# [Selection]

# MOB self rescue



## hpeer (May 14, 2005)

So this French commercial fisherman falls overboard but hangs onto some gear while the boat on AP takes him back to harbor where he is rescued.

Quite a story, VERY lucky guy.

https://www.bbc.com/news/uk-england-cornwall-46700355


----------



## elliowb (Jun 8, 2015)

hpeer said:


> So this French commercial fisherman falls overboard but hangs onto some gear while the boat on AP takes him back to harbor where he is rescued.
> 
> Quite a story, VERY lucky guy.
> 
> https://www.bbc.com/news/uk-england-cornwall-46700355


That reminds me of another VERY lucky sailor up on Lake Ontario. The news article only tells half of the story (https://www.niagara-gazette.com/new...cle_05ce491e-2f7a-51e6-8bbc-c1e2b07bebe7.html). The rest of the story, if I remember it correctly, is from my sailmaker (who is also the sailmaker of the man who went overboard) and friend who spoke to the sailor. Apparently he was standing up on the stern taking pictures of the large waves when he went over. Luckily, he was wearing an LTE watch (of course he should have had a PLB, VHF, and not been standing in such a precarious position too) and made the call on it. Further, his auto pilot was set to a waypoint at his slip, which is of course behind a breakwater. But, after he was deposited on shore by the Coast Guard, his boat had gently run aground before being foundered on the breakwater and was just outside his marina, awaiting his return.

He should have purchased a lottery ticket that day as well.


----------

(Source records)

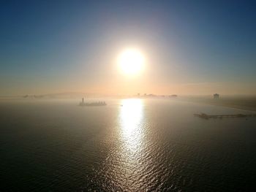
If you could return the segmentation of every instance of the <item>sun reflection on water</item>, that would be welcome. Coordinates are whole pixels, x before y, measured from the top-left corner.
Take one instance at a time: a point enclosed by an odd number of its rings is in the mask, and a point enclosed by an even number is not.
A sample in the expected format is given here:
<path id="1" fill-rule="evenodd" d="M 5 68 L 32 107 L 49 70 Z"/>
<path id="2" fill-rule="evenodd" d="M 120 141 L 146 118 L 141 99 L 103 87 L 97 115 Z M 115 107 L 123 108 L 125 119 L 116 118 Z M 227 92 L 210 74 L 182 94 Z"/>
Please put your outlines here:
<path id="1" fill-rule="evenodd" d="M 142 99 L 121 101 L 120 110 L 120 137 L 123 161 L 136 164 L 140 158 L 143 139 L 143 103 Z"/>
<path id="2" fill-rule="evenodd" d="M 120 111 L 120 123 L 123 137 L 129 139 L 140 127 L 143 118 L 143 103 L 141 99 L 124 99 Z"/>

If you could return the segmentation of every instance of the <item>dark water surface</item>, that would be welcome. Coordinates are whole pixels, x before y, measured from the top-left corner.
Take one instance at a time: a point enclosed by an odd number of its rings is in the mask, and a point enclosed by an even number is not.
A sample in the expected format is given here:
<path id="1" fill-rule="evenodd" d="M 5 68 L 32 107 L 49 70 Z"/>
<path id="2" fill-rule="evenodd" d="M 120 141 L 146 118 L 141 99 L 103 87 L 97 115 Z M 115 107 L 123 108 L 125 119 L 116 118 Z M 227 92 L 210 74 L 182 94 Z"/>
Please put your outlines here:
<path id="1" fill-rule="evenodd" d="M 193 117 L 246 112 L 106 101 L 1 101 L 0 191 L 252 191 L 256 118 Z"/>

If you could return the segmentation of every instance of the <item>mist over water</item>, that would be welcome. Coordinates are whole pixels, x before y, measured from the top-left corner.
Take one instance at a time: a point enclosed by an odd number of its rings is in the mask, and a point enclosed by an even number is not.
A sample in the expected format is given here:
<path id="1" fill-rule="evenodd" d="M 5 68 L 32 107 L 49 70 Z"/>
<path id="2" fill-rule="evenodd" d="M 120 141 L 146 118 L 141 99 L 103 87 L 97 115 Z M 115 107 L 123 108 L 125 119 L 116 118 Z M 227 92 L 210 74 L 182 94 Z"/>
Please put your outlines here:
<path id="1" fill-rule="evenodd" d="M 248 191 L 256 176 L 252 113 L 161 99 L 0 103 L 1 191 Z"/>

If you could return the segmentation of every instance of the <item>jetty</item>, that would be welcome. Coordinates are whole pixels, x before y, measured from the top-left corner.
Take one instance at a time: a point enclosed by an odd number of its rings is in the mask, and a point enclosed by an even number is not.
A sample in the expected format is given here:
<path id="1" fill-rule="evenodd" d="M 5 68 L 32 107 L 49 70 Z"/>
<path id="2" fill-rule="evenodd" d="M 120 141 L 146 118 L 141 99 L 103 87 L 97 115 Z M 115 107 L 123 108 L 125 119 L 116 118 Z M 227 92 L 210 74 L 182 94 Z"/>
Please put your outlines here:
<path id="1" fill-rule="evenodd" d="M 210 118 L 250 118 L 256 117 L 256 114 L 233 114 L 233 115 L 207 115 L 206 113 L 195 113 L 194 116 L 198 117 L 203 119 Z"/>

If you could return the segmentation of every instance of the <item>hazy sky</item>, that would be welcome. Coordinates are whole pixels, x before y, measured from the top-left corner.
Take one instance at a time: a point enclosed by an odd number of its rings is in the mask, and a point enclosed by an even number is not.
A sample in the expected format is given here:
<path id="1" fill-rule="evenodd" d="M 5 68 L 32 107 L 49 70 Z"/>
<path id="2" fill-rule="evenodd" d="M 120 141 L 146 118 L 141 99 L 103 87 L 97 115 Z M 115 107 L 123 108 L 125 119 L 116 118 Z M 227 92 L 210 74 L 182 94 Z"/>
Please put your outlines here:
<path id="1" fill-rule="evenodd" d="M 256 94 L 254 1 L 1 1 L 0 95 Z M 143 72 L 116 58 L 136 47 Z"/>

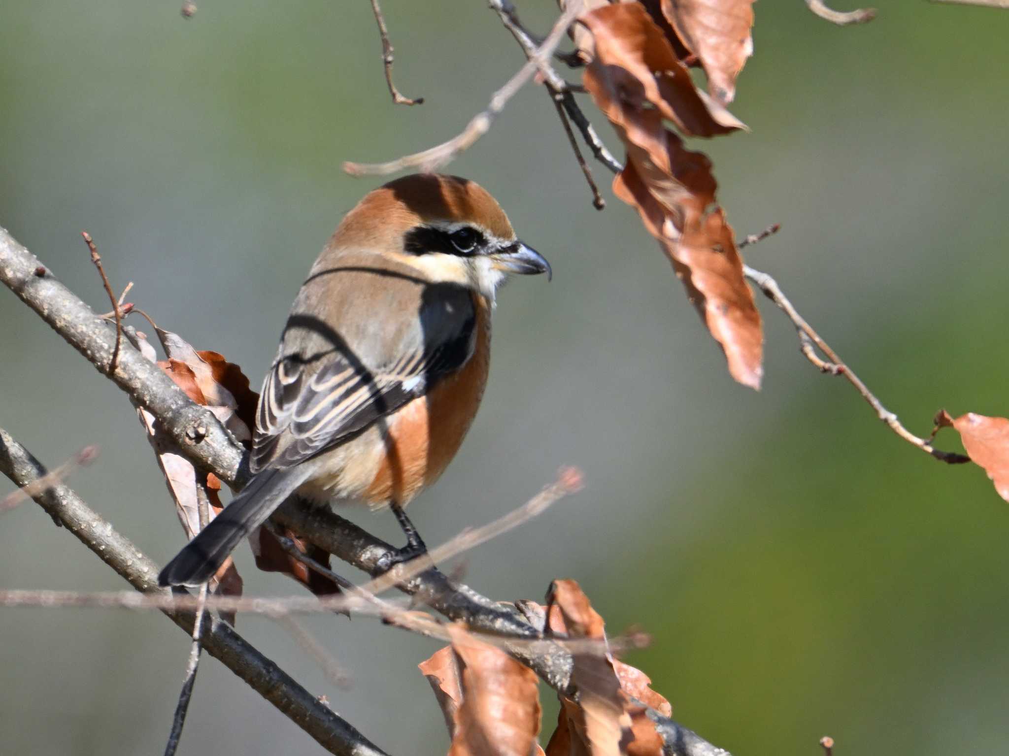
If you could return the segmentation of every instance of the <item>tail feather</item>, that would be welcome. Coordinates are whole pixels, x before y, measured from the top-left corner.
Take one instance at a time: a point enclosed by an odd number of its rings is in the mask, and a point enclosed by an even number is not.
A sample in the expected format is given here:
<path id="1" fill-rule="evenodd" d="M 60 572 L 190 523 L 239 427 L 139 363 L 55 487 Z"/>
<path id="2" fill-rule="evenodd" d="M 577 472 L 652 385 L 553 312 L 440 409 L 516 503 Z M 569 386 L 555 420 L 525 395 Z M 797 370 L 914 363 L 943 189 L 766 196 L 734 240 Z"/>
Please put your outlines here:
<path id="1" fill-rule="evenodd" d="M 228 558 L 242 538 L 267 517 L 311 475 L 311 465 L 256 475 L 221 513 L 186 544 L 157 576 L 160 586 L 199 586 Z"/>

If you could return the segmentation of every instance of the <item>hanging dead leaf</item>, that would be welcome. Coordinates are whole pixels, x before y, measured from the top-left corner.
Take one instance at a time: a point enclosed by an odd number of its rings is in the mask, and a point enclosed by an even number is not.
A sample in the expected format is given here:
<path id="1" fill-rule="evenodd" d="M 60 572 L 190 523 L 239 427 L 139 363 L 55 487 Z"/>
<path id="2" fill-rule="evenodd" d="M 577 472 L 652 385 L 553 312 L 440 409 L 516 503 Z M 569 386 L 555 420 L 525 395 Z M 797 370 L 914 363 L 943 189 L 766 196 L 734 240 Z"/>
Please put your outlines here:
<path id="1" fill-rule="evenodd" d="M 1009 419 L 974 412 L 954 419 L 943 409 L 935 416 L 935 425 L 956 428 L 971 460 L 984 468 L 999 496 L 1009 501 Z"/>
<path id="2" fill-rule="evenodd" d="M 456 717 L 462 705 L 462 680 L 459 661 L 452 646 L 444 646 L 417 665 L 434 690 L 445 717 L 450 738 L 455 737 Z"/>
<path id="3" fill-rule="evenodd" d="M 576 738 L 581 744 L 579 748 L 592 756 L 620 756 L 634 736 L 631 718 L 625 711 L 628 700 L 621 690 L 605 649 L 602 617 L 592 609 L 578 584 L 570 580 L 551 584 L 547 607 L 547 623 L 555 633 L 559 632 L 556 622 L 559 612 L 567 637 L 599 641 L 594 652 L 572 654 L 571 686 L 577 691 L 577 699 L 561 697 L 563 716 L 570 731 L 566 737 Z M 560 737 L 565 737 L 563 732 Z M 578 753 L 579 748 L 572 752 Z M 559 749 L 560 745 L 551 739 L 547 753 L 553 756 L 560 752 Z"/>
<path id="4" fill-rule="evenodd" d="M 591 32 L 594 56 L 583 83 L 615 126 L 658 109 L 687 136 L 727 134 L 746 125 L 699 91 L 648 11 L 638 3 L 606 5 L 579 21 Z"/>
<path id="5" fill-rule="evenodd" d="M 728 371 L 760 388 L 764 334 L 732 227 L 715 202 L 711 164 L 683 147 L 654 111 L 619 132 L 628 148 L 613 193 L 637 208 L 683 281 L 711 336 L 721 345 Z"/>
<path id="6" fill-rule="evenodd" d="M 161 369 L 187 396 L 206 406 L 237 440 L 247 446 L 252 438 L 250 428 L 255 425 L 255 407 L 259 396 L 249 389 L 248 379 L 241 374 L 241 369 L 217 352 L 197 352 L 171 331 L 157 329 L 157 338 L 169 358 L 166 362 L 157 363 Z M 224 380 L 239 390 L 243 399 L 241 411 L 238 399 L 226 387 Z"/>
<path id="7" fill-rule="evenodd" d="M 720 103 L 736 96 L 736 78 L 753 54 L 754 0 L 662 0 L 662 11 L 707 74 Z"/>
<path id="8" fill-rule="evenodd" d="M 540 732 L 536 674 L 461 625 L 449 626 L 449 637 L 456 664 L 454 674 L 461 681 L 461 703 L 453 713 L 455 726 L 449 755 L 529 756 Z M 450 685 L 445 657 L 433 657 L 425 662 L 429 663 L 429 669 L 440 669 L 439 679 Z M 445 700 L 453 701 L 447 692 Z M 443 712 L 447 719 L 446 704 Z"/>

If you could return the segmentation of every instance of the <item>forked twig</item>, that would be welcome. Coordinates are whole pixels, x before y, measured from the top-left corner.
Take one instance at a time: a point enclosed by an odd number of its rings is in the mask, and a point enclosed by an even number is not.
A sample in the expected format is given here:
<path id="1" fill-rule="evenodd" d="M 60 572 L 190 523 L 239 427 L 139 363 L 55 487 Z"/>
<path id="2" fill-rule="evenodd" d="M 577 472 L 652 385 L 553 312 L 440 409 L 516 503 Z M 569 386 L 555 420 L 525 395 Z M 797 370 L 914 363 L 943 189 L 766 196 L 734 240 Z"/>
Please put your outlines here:
<path id="1" fill-rule="evenodd" d="M 423 97 L 411 99 L 403 95 L 393 84 L 393 43 L 388 41 L 388 29 L 385 27 L 385 18 L 382 16 L 381 8 L 378 7 L 378 0 L 371 0 L 371 11 L 375 14 L 375 23 L 378 24 L 378 34 L 381 36 L 381 61 L 385 69 L 385 84 L 388 85 L 388 94 L 393 96 L 395 105 L 421 105 Z"/>
<path id="2" fill-rule="evenodd" d="M 519 22 L 518 14 L 516 12 L 515 6 L 508 2 L 507 0 L 490 0 L 490 8 L 497 14 L 500 18 L 501 24 L 510 32 L 515 40 L 519 42 L 523 51 L 526 53 L 527 58 L 532 58 L 536 53 L 538 42 L 533 37 L 533 35 Z M 585 140 L 585 144 L 592 151 L 592 155 L 596 160 L 605 165 L 609 170 L 614 173 L 621 172 L 624 166 L 616 160 L 606 149 L 606 146 L 599 139 L 599 135 L 595 133 L 595 129 L 592 124 L 589 123 L 585 114 L 582 113 L 581 108 L 578 107 L 578 103 L 575 102 L 574 95 L 571 93 L 577 89 L 578 91 L 583 91 L 583 88 L 579 85 L 568 84 L 560 75 L 557 74 L 546 61 L 540 67 L 540 73 L 543 75 L 547 89 L 550 90 L 550 94 L 553 96 L 554 102 L 560 102 L 564 111 L 567 113 L 568 118 L 574 123 L 578 131 L 581 132 L 582 139 Z M 565 128 L 567 128 L 565 126 Z M 575 153 L 578 154 L 577 152 Z M 598 206 L 596 206 L 598 207 Z"/>
<path id="3" fill-rule="evenodd" d="M 437 170 L 446 163 L 451 162 L 460 152 L 471 147 L 477 139 L 490 130 L 490 124 L 494 118 L 500 115 L 508 102 L 522 89 L 526 82 L 533 78 L 533 74 L 540 69 L 542 61 L 549 58 L 550 53 L 560 44 L 561 37 L 578 15 L 580 8 L 580 0 L 570 3 L 569 7 L 557 19 L 554 27 L 550 30 L 550 34 L 537 49 L 536 53 L 519 69 L 518 73 L 503 87 L 493 94 L 486 109 L 473 116 L 461 133 L 447 142 L 438 144 L 423 152 L 415 152 L 412 155 L 405 155 L 388 162 L 360 163 L 348 161 L 343 163 L 343 169 L 351 175 L 356 176 L 369 174 L 385 175 L 406 170 L 407 168 L 416 168 L 421 171 Z"/>
<path id="4" fill-rule="evenodd" d="M 105 275 L 105 269 L 102 268 L 102 256 L 98 254 L 98 247 L 95 246 L 95 240 L 91 238 L 91 234 L 87 231 L 82 231 L 81 236 L 84 237 L 88 249 L 91 250 L 91 261 L 95 263 L 95 267 L 98 268 L 98 274 L 102 276 L 105 293 L 109 295 L 109 301 L 112 302 L 112 311 L 116 316 L 116 346 L 112 350 L 112 359 L 109 360 L 109 373 L 111 374 L 116 372 L 116 361 L 119 359 L 119 345 L 122 344 L 123 339 L 122 316 L 119 313 L 119 303 L 116 301 L 116 295 L 112 293 L 112 285 L 109 283 L 109 277 Z"/>
<path id="5" fill-rule="evenodd" d="M 775 226 L 771 229 L 777 230 Z M 767 238 L 774 231 L 768 231 L 757 234 L 752 237 L 747 237 L 747 239 L 738 243 L 737 246 L 745 247 L 747 244 L 752 244 L 751 239 L 759 241 L 760 239 Z M 901 438 L 906 440 L 908 444 L 917 447 L 922 452 L 931 455 L 939 462 L 944 462 L 947 465 L 961 465 L 971 461 L 970 457 L 965 455 L 957 454 L 955 452 L 942 452 L 941 450 L 935 449 L 931 442 L 927 438 L 921 438 L 906 427 L 899 419 L 897 415 L 883 406 L 876 395 L 869 390 L 869 387 L 862 381 L 859 376 L 837 356 L 837 353 L 830 349 L 830 346 L 823 341 L 819 334 L 817 334 L 813 328 L 806 323 L 805 319 L 799 314 L 795 306 L 789 301 L 788 297 L 785 296 L 784 292 L 781 290 L 781 286 L 778 282 L 772 278 L 767 273 L 761 272 L 749 265 L 743 266 L 743 274 L 752 283 L 756 284 L 764 295 L 767 296 L 771 301 L 778 305 L 778 307 L 788 317 L 788 320 L 792 322 L 795 326 L 795 331 L 799 336 L 799 347 L 802 350 L 802 354 L 805 356 L 810 363 L 812 363 L 817 370 L 823 373 L 830 373 L 832 375 L 843 375 L 855 386 L 855 389 L 862 395 L 869 405 L 876 411 L 876 416 L 879 417 L 883 422 L 889 426 L 893 432 L 899 435 Z M 820 351 L 826 357 L 826 360 L 820 359 L 813 350 L 815 346 L 816 349 Z"/>

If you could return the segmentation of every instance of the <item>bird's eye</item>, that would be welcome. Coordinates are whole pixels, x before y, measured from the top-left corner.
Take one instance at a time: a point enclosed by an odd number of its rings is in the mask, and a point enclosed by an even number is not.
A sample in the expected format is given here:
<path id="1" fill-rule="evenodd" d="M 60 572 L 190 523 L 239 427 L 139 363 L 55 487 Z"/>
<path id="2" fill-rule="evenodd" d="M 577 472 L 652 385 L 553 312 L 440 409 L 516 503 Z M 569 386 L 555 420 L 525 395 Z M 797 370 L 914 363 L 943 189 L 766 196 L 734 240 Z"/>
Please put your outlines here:
<path id="1" fill-rule="evenodd" d="M 452 240 L 452 246 L 463 253 L 472 252 L 473 248 L 476 246 L 476 241 L 479 235 L 469 227 L 461 228 L 458 231 L 453 231 L 449 238 Z"/>

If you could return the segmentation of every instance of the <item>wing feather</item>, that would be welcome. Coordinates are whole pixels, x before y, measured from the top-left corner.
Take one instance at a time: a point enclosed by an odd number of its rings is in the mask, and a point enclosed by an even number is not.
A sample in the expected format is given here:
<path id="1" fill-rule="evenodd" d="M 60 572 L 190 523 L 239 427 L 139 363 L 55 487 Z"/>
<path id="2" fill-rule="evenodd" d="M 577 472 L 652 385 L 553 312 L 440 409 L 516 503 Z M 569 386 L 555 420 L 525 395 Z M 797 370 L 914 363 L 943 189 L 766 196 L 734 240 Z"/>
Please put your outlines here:
<path id="1" fill-rule="evenodd" d="M 332 449 L 461 368 L 474 344 L 469 292 L 453 292 L 451 306 L 439 297 L 425 302 L 419 319 L 415 310 L 416 328 L 400 330 L 384 360 L 369 362 L 366 350 L 351 349 L 335 329 L 333 348 L 322 354 L 282 342 L 259 398 L 252 472 L 292 467 Z"/>

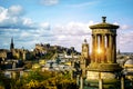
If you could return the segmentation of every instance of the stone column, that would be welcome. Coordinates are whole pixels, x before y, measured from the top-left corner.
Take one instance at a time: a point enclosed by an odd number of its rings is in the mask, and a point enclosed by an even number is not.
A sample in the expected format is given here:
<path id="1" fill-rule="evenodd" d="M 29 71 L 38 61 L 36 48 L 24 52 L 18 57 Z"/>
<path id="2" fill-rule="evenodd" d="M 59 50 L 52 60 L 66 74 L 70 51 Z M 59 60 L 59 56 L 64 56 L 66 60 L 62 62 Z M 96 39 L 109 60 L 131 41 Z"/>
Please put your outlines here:
<path id="1" fill-rule="evenodd" d="M 92 34 L 92 61 L 95 62 L 95 34 Z"/>
<path id="2" fill-rule="evenodd" d="M 110 59 L 110 49 L 109 49 L 109 34 L 106 34 L 106 61 L 109 62 Z"/>
<path id="3" fill-rule="evenodd" d="M 109 34 L 109 51 L 108 51 L 108 62 L 112 62 L 112 36 Z"/>
<path id="4" fill-rule="evenodd" d="M 102 60 L 101 60 L 101 62 L 103 63 L 103 62 L 105 62 L 105 36 L 104 34 L 102 34 Z"/>
<path id="5" fill-rule="evenodd" d="M 100 47 L 99 47 L 99 49 L 101 50 L 101 52 L 100 52 L 100 55 L 99 55 L 99 62 L 101 62 L 103 59 L 102 59 L 102 57 L 103 57 L 103 55 L 102 55 L 102 52 L 103 52 L 103 39 L 102 39 L 102 34 L 100 34 L 100 39 L 99 39 L 99 44 L 100 44 Z"/>
<path id="6" fill-rule="evenodd" d="M 98 34 L 95 34 L 95 41 L 94 41 L 94 57 L 95 57 L 95 62 L 98 62 L 96 49 L 98 49 Z"/>
<path id="7" fill-rule="evenodd" d="M 113 62 L 116 63 L 116 34 L 113 36 Z"/>

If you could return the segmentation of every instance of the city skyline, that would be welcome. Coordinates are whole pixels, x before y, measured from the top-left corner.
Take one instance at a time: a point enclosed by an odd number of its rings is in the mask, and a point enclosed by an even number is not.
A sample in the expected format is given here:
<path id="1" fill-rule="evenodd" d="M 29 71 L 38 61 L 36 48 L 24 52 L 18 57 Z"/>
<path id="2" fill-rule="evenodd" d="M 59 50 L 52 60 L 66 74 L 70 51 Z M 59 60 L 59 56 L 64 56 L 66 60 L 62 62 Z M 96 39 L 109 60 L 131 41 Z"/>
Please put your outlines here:
<path id="1" fill-rule="evenodd" d="M 133 52 L 132 0 L 0 0 L 0 49 L 33 49 L 35 43 L 74 47 L 81 51 L 84 39 L 91 44 L 90 24 L 119 24 L 117 49 Z M 90 46 L 91 47 L 91 46 Z"/>

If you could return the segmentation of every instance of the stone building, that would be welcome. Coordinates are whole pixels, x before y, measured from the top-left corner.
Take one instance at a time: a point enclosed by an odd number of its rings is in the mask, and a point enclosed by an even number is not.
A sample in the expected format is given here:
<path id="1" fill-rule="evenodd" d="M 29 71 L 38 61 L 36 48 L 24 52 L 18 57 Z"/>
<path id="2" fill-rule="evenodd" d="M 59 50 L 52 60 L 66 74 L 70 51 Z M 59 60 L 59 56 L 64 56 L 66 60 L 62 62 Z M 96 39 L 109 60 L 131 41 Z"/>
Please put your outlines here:
<path id="1" fill-rule="evenodd" d="M 80 68 L 82 69 L 83 78 L 85 78 L 86 67 L 89 66 L 89 63 L 90 63 L 89 43 L 86 42 L 86 39 L 84 39 L 84 42 L 82 43 L 82 52 L 80 59 Z"/>
<path id="2" fill-rule="evenodd" d="M 89 88 L 121 89 L 121 67 L 116 63 L 116 29 L 119 26 L 103 22 L 90 26 L 92 29 L 92 59 L 88 67 Z"/>

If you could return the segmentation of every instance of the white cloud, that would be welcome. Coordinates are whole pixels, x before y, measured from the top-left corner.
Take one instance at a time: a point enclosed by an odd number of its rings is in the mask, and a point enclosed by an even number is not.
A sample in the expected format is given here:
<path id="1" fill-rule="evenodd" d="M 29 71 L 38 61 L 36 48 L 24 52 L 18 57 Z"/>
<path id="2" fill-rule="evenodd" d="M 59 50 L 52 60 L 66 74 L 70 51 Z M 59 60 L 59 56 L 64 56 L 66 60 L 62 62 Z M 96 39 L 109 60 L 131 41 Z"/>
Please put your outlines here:
<path id="1" fill-rule="evenodd" d="M 82 2 L 82 3 L 76 3 L 76 4 L 69 4 L 69 7 L 72 8 L 81 8 L 81 7 L 89 7 L 89 6 L 95 6 L 98 4 L 100 1 L 94 0 L 94 1 L 88 1 L 88 2 Z"/>
<path id="2" fill-rule="evenodd" d="M 11 6 L 8 9 L 9 16 L 22 16 L 23 14 L 23 8 L 21 6 Z"/>
<path id="3" fill-rule="evenodd" d="M 59 3 L 59 0 L 40 0 L 40 2 L 44 6 L 54 6 Z"/>

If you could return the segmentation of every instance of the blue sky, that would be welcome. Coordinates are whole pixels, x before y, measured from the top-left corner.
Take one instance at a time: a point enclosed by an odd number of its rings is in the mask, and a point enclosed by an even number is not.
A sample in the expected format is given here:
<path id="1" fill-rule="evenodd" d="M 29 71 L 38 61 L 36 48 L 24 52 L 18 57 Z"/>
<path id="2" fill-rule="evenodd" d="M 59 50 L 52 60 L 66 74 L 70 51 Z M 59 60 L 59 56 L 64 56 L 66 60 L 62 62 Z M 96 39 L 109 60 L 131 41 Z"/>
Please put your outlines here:
<path id="1" fill-rule="evenodd" d="M 133 52 L 133 0 L 0 0 L 0 49 L 33 49 L 35 43 L 75 47 L 84 39 L 91 47 L 90 24 L 108 22 L 120 26 L 117 49 Z"/>

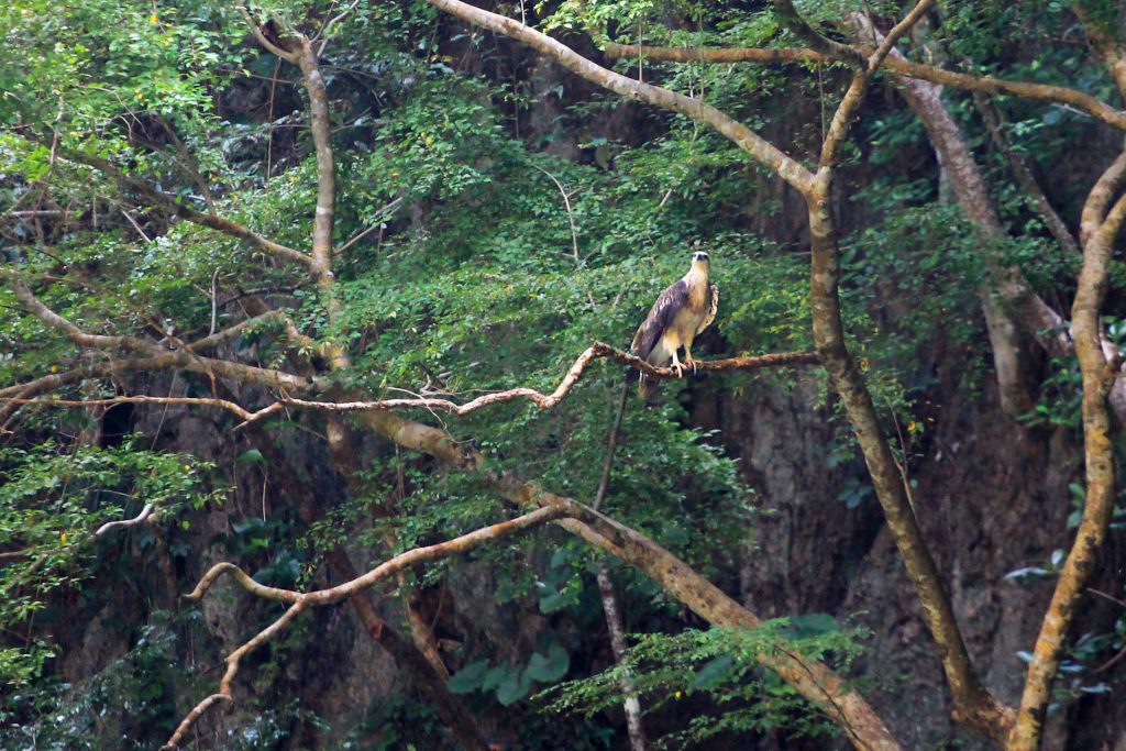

# [Requirements]
1: Update the man-overboard thread from "## hpeer (May" to "(Jun 8, 2015)", putting "port" wherever "harbor" appears.
2: Answer these questions using the man-overboard thread:
(a) What nationality was the commercial fisherman who fell overboard?
(b) On which lake did the other sailor go overboard?
(c) What was that sailor doing when he went over?

# [Task-by-task answers]
1:
## hpeer (May 14, 2005)

So this French commercial fisherman falls overboard but hangs onto some gear while the boat on AP takes him back to port where he is rescued.

Quite a story, VERY lucky guy.

https://www.bbc.com/news/uk-england-cornwall-46700355


----------



## elliowb (Jun 8, 2015)

2:
(a) French
(b) Lake Ontario
(c) He was standing on the stern taking pictures of the large waves.